In the listing below, retype the stretch from the line containing "Annotation sprint — target object: terracotta" through the line containing "404,108,484,276". Include both of those lines.

— BEGIN ROWS —

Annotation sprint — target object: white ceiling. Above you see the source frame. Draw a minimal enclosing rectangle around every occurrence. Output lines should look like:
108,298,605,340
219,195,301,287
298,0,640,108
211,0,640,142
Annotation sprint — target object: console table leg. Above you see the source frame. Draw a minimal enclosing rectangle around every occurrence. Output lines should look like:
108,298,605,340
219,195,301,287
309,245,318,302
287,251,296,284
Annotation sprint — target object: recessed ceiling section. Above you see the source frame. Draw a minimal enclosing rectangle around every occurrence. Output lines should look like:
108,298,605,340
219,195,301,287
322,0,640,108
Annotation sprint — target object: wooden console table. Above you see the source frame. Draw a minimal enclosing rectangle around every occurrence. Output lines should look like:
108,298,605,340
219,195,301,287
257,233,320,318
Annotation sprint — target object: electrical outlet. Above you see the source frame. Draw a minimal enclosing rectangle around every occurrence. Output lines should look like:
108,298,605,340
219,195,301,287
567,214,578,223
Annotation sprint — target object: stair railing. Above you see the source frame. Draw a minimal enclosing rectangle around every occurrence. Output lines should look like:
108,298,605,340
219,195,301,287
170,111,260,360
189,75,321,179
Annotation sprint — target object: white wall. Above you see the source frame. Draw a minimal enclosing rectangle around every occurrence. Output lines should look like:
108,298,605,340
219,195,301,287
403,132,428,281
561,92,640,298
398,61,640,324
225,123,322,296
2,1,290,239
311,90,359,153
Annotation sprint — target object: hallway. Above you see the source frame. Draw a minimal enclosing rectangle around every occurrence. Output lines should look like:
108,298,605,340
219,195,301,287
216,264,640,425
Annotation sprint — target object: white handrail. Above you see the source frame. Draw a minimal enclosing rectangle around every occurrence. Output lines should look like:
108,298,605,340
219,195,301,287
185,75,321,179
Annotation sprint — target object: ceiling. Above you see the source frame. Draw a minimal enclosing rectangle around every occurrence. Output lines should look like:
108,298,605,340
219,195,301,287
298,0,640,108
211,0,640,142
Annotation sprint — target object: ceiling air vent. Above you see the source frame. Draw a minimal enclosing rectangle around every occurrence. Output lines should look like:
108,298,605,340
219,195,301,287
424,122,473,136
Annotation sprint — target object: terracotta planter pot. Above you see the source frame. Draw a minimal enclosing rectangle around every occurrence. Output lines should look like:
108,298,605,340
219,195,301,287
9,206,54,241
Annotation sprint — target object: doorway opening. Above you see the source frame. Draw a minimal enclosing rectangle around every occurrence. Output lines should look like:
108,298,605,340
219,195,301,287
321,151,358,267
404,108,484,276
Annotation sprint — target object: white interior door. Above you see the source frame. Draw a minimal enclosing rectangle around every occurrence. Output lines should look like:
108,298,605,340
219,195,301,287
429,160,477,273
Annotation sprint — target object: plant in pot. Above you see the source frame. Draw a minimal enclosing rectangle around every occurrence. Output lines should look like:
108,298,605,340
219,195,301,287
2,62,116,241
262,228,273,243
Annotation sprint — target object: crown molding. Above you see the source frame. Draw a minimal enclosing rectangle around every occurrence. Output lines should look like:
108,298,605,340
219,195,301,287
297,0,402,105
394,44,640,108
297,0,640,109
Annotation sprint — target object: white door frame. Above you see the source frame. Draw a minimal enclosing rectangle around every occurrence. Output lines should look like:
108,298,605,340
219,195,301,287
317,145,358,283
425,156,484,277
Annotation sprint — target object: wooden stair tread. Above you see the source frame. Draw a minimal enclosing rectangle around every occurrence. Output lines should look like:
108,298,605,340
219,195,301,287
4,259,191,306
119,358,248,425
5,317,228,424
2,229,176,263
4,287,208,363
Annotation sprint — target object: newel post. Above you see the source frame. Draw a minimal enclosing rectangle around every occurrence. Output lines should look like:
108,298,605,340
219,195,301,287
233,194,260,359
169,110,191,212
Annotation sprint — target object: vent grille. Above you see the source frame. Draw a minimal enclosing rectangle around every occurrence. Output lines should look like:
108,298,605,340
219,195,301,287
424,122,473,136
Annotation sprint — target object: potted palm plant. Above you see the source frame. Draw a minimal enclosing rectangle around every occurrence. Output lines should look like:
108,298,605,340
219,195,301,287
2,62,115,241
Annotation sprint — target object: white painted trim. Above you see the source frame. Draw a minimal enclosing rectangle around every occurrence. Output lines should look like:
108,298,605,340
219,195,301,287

— END ROWS —

> _FULL ANSWER_:
Annotation sprint — target object: terracotta planter pot. Above you see the source frame. Draw a minimal enclosing rectangle around every occurrence. Output lines should look like:
108,298,605,340
219,195,301,287
9,206,54,241
Annotation sprint — target object: doorway opening. Above you see the source frame. Draw a minimal enclosing rectangle around every occurrence. Output lines should look like:
108,298,605,340
219,195,301,287
321,151,358,267
404,108,484,276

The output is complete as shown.